Find the lines below in which the string "that" occurs. Copy each one.

+++ Records for the exercise +++

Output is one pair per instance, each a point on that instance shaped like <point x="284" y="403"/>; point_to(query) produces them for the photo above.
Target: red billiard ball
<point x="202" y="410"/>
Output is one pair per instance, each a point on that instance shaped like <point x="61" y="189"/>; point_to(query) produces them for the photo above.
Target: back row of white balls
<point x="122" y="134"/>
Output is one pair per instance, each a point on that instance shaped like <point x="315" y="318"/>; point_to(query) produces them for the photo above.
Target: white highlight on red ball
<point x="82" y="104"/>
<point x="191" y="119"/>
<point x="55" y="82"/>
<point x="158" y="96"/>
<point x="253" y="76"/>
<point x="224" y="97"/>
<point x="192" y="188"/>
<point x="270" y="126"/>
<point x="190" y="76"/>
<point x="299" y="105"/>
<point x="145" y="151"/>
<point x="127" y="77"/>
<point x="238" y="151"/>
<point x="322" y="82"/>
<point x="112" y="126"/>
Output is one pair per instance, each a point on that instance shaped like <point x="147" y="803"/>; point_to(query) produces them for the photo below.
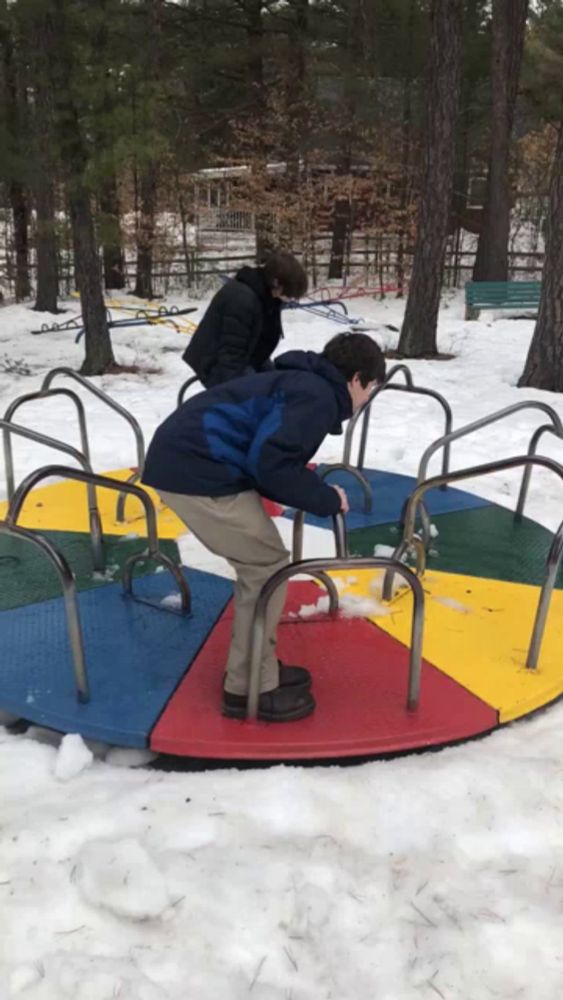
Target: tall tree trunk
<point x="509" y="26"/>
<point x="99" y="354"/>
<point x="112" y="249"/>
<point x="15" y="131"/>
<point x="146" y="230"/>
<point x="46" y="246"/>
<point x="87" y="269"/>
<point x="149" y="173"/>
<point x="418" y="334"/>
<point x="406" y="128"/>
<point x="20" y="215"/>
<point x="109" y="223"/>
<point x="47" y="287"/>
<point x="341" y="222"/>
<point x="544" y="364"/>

+++
+++ Records for the exercise +++

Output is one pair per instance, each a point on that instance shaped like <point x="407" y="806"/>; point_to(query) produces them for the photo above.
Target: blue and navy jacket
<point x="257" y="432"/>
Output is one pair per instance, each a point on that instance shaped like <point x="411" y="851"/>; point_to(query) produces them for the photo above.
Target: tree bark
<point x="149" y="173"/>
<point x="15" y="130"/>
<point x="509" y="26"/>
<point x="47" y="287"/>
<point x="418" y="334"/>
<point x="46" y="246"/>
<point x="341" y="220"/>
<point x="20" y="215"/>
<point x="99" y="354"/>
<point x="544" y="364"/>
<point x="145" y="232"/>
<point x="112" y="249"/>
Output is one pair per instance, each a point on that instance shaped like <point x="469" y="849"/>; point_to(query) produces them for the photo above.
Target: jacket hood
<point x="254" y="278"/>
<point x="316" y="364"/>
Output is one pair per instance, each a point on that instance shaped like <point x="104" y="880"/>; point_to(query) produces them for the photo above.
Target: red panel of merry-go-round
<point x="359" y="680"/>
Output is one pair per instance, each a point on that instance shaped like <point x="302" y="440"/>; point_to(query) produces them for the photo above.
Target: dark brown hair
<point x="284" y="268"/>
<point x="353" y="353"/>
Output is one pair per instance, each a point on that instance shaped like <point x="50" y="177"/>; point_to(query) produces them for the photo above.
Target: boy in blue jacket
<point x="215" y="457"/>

+++

• [Answer space]
Output is one pair per instance, each a point on that instance shaped like <point x="284" y="403"/>; point_to(query) produces them for the photo above.
Output is one pair per instance, each a point on that instance shaped like <point x="61" y="189"/>; point_to(query) produces them for the photo above.
Output is one pair per instance, each a point on that instance shaped like <point x="315" y="318"/>; point_to(query) produces them for the photo above.
Output is one pair per instance, each a point on that instance shaped like <point x="147" y="803"/>; point_to(query) produces them for the photo below.
Output is one pair per instance, each a point on that instance shaped like <point x="407" y="806"/>; point_to(query) produces them for the photo above.
Output is one pair per instance, each a point on that instance shaped like <point x="411" y="851"/>; point_to(query) produces them for the photo above.
Output is one pair per instance, each a point on that instance shaped like <point x="469" y="849"/>; point_to(query) produces them for the photo above.
Output is one pair per instance, each a point on that instance shaped like <point x="104" y="880"/>; point_to(query) produces them for the photo above.
Output is one pair per instance, each a point on that instance shaped like <point x="302" y="440"/>; point_to(query) produces them for the photo above.
Output is one pair per instance, each a point on that instance shaped like <point x="50" y="177"/>; point_to(query) produces them for the photo above.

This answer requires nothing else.